> Records for the exercise:

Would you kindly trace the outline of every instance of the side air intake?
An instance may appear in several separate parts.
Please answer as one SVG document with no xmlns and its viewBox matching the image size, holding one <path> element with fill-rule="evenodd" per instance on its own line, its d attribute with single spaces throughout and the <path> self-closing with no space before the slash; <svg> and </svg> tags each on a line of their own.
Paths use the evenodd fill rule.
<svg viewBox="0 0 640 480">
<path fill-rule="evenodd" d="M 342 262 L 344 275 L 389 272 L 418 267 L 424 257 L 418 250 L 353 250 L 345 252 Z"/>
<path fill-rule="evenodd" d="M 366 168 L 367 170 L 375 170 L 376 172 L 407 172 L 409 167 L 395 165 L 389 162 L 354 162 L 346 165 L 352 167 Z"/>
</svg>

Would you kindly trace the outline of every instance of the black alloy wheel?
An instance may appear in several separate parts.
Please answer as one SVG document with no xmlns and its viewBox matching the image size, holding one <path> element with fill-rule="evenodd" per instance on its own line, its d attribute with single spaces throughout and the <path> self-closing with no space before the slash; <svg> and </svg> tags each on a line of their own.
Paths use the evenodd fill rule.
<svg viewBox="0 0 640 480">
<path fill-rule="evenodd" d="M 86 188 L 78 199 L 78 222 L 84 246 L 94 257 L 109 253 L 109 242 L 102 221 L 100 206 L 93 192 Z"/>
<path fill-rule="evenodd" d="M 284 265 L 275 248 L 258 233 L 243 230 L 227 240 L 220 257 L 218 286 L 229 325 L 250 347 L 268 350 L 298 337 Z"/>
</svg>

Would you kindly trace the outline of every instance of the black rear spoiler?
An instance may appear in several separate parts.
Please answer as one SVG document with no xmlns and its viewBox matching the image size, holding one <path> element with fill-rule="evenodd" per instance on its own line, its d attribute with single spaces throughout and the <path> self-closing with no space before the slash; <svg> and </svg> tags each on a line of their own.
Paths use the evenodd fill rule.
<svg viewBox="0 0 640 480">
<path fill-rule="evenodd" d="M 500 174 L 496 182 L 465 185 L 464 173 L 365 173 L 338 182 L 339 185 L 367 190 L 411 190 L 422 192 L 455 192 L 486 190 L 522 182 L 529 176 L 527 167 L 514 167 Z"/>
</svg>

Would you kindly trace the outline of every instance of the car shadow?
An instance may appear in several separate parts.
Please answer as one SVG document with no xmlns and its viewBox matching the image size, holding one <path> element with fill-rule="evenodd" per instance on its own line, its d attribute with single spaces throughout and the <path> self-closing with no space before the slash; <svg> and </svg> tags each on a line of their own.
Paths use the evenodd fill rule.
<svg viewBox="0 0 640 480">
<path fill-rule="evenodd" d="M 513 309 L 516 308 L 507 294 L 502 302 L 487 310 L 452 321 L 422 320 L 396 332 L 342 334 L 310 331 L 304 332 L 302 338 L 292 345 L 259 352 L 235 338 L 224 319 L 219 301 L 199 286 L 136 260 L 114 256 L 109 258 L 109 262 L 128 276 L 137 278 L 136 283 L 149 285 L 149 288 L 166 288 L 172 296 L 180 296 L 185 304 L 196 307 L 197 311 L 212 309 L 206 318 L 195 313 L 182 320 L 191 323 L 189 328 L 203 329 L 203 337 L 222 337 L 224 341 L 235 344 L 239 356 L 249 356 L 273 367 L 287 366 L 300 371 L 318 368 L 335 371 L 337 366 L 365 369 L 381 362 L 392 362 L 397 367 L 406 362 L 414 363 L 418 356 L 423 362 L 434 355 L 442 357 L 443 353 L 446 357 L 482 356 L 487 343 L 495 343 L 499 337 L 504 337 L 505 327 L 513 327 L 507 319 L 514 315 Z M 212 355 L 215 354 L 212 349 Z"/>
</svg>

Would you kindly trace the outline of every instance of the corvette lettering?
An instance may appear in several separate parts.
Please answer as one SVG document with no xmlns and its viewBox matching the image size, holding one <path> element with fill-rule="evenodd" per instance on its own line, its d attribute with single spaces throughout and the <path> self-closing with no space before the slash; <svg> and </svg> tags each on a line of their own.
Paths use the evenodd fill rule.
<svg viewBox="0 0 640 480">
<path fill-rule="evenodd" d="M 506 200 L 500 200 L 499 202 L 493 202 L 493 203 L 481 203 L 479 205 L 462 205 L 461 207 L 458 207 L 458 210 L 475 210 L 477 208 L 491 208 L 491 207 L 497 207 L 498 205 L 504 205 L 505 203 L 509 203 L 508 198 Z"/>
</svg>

> What you should do: The response must contain every entry, each one identical to the original.

> Written response:
Would you kindly trace the outline of every instance of the side air intake?
An instance may appear in several separate parts.
Please answer as one SVG document with no xmlns and its viewBox matching the image size, holding one <path> element with fill-rule="evenodd" per instance on its own line, its d attribute with single spaces throughout and the <path> self-closing with no space before the slash; <svg> and </svg> tags each on a line of their own.
Paths use the evenodd fill rule.
<svg viewBox="0 0 640 480">
<path fill-rule="evenodd" d="M 342 262 L 344 275 L 389 272 L 418 267 L 424 257 L 418 250 L 353 250 L 345 252 Z"/>
<path fill-rule="evenodd" d="M 366 168 L 367 170 L 375 170 L 376 172 L 407 172 L 409 167 L 395 165 L 389 162 L 354 162 L 346 165 L 352 167 Z"/>
</svg>

Would you kindly trace the outline of every instance of the black alloy wheel?
An instance may appear in several separate parts.
Please answer as one SVG document with no xmlns and its viewBox matching the image size, holding one <path> element with fill-rule="evenodd" per instance on its own line, its d attribute with single spaces throughout and the <path> self-closing with no space before the slash; <svg> and </svg> tags each on a line of their own.
Paths use the evenodd fill rule.
<svg viewBox="0 0 640 480">
<path fill-rule="evenodd" d="M 86 188 L 78 199 L 78 222 L 84 246 L 94 257 L 109 253 L 109 242 L 102 221 L 100 206 L 93 192 Z"/>
<path fill-rule="evenodd" d="M 284 265 L 275 248 L 258 233 L 243 230 L 227 240 L 220 257 L 218 286 L 229 325 L 250 347 L 268 350 L 298 337 Z"/>
</svg>

Would you kindly trace the outline of every instance of the black rear spoiler?
An instance may appear in several separate parts.
Please answer as one SVG document with no xmlns and its viewBox matching the image size, holding one <path> element with fill-rule="evenodd" per instance on its own line, its d attribute with single spaces throughout and the <path> self-closing with no space before the slash; <svg> and </svg> tags each on a line of their own.
Paths use the evenodd fill rule.
<svg viewBox="0 0 640 480">
<path fill-rule="evenodd" d="M 500 174 L 496 182 L 465 185 L 464 173 L 365 173 L 338 182 L 339 185 L 367 190 L 411 190 L 422 192 L 455 192 L 486 190 L 522 182 L 529 176 L 527 167 L 514 167 Z"/>
</svg>

Would you kindly trace the outline of every instance of the car shadow?
An instance may appear in several separate parts.
Please answer as one SVG document with no xmlns and its viewBox matching the image size, holding one <path> element with fill-rule="evenodd" per instance on its own line, its d attribute with single spaces throughout and the <path> self-closing with no space before the slash; <svg> and </svg> tags each on a line of their own.
Paths use the evenodd fill rule.
<svg viewBox="0 0 640 480">
<path fill-rule="evenodd" d="M 513 309 L 516 308 L 507 294 L 502 302 L 487 310 L 452 321 L 422 320 L 396 332 L 342 334 L 310 331 L 304 332 L 302 338 L 292 345 L 259 352 L 235 338 L 224 319 L 219 301 L 199 286 L 136 260 L 114 256 L 109 258 L 109 262 L 128 276 L 137 278 L 136 283 L 149 285 L 149 288 L 166 288 L 172 296 L 180 296 L 185 304 L 196 307 L 197 311 L 212 309 L 206 318 L 195 313 L 182 320 L 191 323 L 189 328 L 203 329 L 203 337 L 222 337 L 224 341 L 235 344 L 239 356 L 249 356 L 273 367 L 287 366 L 300 371 L 318 368 L 335 371 L 337 366 L 365 369 L 381 362 L 392 362 L 397 367 L 406 362 L 414 363 L 418 356 L 423 362 L 434 355 L 442 357 L 443 353 L 446 357 L 482 356 L 487 343 L 495 343 L 499 337 L 504 337 L 505 327 L 513 327 L 507 319 L 514 315 Z M 212 355 L 215 354 L 212 349 Z"/>
</svg>

Would you kindly trace the outline of every instance of the corvette lettering?
An instance may appear in several separate parts.
Please answer as one SVG document with no xmlns and its viewBox matching the image size, holding one <path> element with fill-rule="evenodd" per instance on its own line, its d attribute with single spaces throughout and the <path> self-closing with no space before the slash; <svg> and </svg> tags each on a line of their own.
Paths use the evenodd fill rule.
<svg viewBox="0 0 640 480">
<path fill-rule="evenodd" d="M 506 200 L 500 200 L 499 202 L 493 202 L 493 203 L 481 203 L 479 205 L 462 205 L 461 207 L 458 207 L 458 210 L 475 210 L 477 208 L 491 208 L 491 207 L 497 207 L 498 205 L 504 205 L 505 203 L 509 203 L 508 198 Z"/>
</svg>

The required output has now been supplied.